_Available records_
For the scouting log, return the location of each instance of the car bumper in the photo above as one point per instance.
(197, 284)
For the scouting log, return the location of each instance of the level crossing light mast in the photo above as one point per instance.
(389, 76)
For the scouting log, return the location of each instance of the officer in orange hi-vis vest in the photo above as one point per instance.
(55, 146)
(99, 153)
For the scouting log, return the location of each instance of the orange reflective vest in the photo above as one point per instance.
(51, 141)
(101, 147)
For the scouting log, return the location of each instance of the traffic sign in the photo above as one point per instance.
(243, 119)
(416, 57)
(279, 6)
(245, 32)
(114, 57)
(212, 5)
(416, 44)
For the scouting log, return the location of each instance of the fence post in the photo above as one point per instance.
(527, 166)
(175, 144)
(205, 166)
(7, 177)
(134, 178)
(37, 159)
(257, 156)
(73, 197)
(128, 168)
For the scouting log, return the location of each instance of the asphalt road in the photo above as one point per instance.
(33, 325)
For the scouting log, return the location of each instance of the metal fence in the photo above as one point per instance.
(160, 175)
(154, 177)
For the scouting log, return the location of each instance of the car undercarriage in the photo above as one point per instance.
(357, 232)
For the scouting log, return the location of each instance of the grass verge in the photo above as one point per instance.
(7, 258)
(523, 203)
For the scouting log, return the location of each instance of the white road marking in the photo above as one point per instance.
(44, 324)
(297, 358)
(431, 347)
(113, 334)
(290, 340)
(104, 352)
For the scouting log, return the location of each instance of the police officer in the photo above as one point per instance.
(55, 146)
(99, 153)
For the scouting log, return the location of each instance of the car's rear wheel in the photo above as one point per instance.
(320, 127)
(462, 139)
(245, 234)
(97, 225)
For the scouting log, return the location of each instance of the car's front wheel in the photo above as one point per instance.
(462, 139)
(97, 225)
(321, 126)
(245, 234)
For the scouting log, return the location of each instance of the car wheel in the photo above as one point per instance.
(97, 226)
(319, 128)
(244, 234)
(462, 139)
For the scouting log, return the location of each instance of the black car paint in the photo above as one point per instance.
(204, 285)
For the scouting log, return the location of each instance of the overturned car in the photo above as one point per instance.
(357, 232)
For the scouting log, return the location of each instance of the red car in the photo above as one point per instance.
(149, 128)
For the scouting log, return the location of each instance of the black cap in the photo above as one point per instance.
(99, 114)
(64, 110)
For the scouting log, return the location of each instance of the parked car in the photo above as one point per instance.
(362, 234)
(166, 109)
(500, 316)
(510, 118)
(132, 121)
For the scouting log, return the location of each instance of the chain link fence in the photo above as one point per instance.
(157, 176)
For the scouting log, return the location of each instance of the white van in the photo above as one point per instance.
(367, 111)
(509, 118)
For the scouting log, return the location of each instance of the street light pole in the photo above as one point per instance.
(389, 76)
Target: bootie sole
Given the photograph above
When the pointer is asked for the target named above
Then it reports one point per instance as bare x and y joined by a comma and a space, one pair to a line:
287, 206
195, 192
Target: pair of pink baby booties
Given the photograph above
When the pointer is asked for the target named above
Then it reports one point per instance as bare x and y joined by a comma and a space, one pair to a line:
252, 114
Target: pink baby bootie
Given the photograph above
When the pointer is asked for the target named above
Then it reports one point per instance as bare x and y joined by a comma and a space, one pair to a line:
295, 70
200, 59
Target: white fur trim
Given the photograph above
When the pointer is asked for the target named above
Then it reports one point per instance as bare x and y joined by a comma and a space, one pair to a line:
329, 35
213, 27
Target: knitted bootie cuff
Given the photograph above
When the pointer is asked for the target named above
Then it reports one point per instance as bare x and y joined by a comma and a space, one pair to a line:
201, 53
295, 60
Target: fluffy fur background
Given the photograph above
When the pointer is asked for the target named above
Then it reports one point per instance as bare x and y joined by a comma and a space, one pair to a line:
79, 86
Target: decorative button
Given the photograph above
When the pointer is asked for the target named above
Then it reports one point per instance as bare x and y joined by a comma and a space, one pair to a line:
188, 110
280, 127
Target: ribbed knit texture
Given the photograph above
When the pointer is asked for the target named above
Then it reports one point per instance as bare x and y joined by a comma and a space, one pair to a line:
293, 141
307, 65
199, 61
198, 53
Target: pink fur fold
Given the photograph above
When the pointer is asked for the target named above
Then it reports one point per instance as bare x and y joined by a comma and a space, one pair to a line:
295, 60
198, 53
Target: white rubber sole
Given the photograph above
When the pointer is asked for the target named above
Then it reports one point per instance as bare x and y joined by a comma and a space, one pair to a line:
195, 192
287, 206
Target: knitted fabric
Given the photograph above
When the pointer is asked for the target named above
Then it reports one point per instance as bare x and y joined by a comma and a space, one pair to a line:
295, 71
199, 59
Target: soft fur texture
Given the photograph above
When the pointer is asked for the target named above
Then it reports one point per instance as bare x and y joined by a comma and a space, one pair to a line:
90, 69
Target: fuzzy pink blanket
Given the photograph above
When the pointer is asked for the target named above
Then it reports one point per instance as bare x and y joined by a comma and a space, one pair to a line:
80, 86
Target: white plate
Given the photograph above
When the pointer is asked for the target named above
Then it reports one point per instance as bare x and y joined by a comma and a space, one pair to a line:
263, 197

_Given problem_
From the line holding "Target: ribbed knit texture" through the last line above, reproduce each line exactly and add nothing.

_Solution to the exercise_
Target: ribbed knit texture
Given the photograph above
When the pointer is asked for the target named above
Then it reports one point per instance as bare x and y joined by a comma and a space, one pair to a line:
293, 141
307, 65
199, 61
198, 53
Target: pink fur fold
Given the photograph above
When the pointer is asked for the target named above
Then it reports one point per instance as bare x and y joined by a comma and a space, one pair to a line:
295, 60
198, 53
Target: white rubber sole
Given the photograph above
When the pointer is asked for the target named above
Then it reports one point per instance as bare x and y joined by a comma and a space, one pair to a line:
195, 192
287, 206
Target: knitted fabric
Given the photograph above
When the pointer is asked for the target named above
Then it reports one point per instance as bare x and y joined by a comma and a space, one pair to a line:
295, 71
199, 59
Target: soft fur texture
Given the photograph above
When the pointer is asked for the target named above
Then it reports one point per instance as bare x and y joined by a comma and a space, one pair to a line:
90, 69
Target: fuzzy pink blanket
Given the photograph above
When the pointer is asked for the target named above
Then it reports one point per instance as bare x and y joined by a comma and a space, one pair to a line:
80, 86
Target: white plate
Given the photograph above
When the pointer is asked for the target named above
Then it reports one point per instance as bare x and y joined by a comma and a space, one pair to a line:
263, 197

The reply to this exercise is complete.